Don McLeroy’s ‘Shocking’ Amendment

In TFN News Clips (subscribe here) last week, we included a piece from the Christian Science Monitor about efforts by creationists to pass so-called “academic freedom” bills in various states. The bills provide legal support for teachers who challenge evolution with creationist arguments in their public school science classrooms. Texas has no such law (yet).

In any case, we failed to note a choice quote from Texas State Board of Education Chairman Don McLeroy, R-College Station. The story explained that during the board’s debate on new science standards in January, McLeroy succeeded in passing a particular anti-evolution amendment to the draft document.

“That shocked a lot of people,” says the chairman, Don McLeroy, a self-identified “young earth creationist.” But Mr. McLeroy insists such efforts are well within the law. “It’s certainly not a religious standard…. People are probably opposed to [the new language] for ideological reasons.”

========================

Directives -
#1 Transcribe the part of the McLeroy passage that begins at the words "Don McLeroy’s ‘Shocking’" and stops after "the draft document.".
#2 Which lines in the listing contain the word "chair"? Find each one and copy it.
The McLeroy passage and the listing that comes after it were taken from unrelated sources.

Records from a data collection -
========================

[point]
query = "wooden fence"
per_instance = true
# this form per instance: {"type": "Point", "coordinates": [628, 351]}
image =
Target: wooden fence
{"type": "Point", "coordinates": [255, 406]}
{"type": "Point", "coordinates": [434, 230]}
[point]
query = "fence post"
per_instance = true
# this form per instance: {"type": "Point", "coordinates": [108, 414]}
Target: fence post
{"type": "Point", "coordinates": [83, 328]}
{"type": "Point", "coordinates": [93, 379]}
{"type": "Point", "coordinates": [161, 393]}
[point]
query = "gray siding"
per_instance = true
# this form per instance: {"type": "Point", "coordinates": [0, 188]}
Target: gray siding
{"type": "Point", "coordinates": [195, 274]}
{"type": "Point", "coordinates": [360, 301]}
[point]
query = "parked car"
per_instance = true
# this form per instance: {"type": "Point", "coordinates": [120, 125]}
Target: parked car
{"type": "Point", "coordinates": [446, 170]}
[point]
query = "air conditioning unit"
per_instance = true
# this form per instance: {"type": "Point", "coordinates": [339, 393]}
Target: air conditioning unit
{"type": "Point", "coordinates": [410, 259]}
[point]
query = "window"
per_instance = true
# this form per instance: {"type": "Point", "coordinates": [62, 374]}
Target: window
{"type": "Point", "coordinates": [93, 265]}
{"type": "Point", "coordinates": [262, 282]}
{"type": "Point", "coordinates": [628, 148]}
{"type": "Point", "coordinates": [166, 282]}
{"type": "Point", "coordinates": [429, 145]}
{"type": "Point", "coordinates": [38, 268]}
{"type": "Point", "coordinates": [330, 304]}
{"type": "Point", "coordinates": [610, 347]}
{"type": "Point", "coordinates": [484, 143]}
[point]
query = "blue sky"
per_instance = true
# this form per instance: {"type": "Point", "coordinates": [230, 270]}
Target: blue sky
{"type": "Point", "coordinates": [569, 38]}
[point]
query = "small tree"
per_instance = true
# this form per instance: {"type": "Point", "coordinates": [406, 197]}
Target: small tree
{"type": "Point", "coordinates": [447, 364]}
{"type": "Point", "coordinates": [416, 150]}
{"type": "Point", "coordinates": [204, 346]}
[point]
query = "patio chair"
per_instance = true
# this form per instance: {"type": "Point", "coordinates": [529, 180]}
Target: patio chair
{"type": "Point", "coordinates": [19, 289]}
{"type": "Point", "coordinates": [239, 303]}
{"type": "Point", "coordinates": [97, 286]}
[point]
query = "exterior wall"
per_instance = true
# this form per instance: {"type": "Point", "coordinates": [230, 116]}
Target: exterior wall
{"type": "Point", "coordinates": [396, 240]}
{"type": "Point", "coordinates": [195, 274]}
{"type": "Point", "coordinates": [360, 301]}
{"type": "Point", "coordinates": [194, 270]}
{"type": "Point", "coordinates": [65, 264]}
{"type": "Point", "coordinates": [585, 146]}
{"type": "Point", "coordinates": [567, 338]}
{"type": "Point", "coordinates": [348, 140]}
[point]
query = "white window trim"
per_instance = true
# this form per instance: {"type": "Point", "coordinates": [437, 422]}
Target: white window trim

========================

Answers to the exercise -
#1
Don McLeroy’s ‘Shocking’ Amendment

In TFN News Clips (subscribe here) last week, we included a piece from the Christian Science Monitor about efforts by creationists to pass so-called “academic freedom” bills in various states. The bills provide legal support for teachers who challenge evolution with creationist arguments in their public school science classrooms. Texas has no such law (yet).

In any case, we failed to note a choice quote from Texas State Board of Education Chairman Don McLeroy, R-College Station. The story explained that during the board’s debate on new science standards in January, McLeroy succeeded in passing a particular anti-evolution amendment to the draft document.

#2
query = "patio chair"
Target: patio chair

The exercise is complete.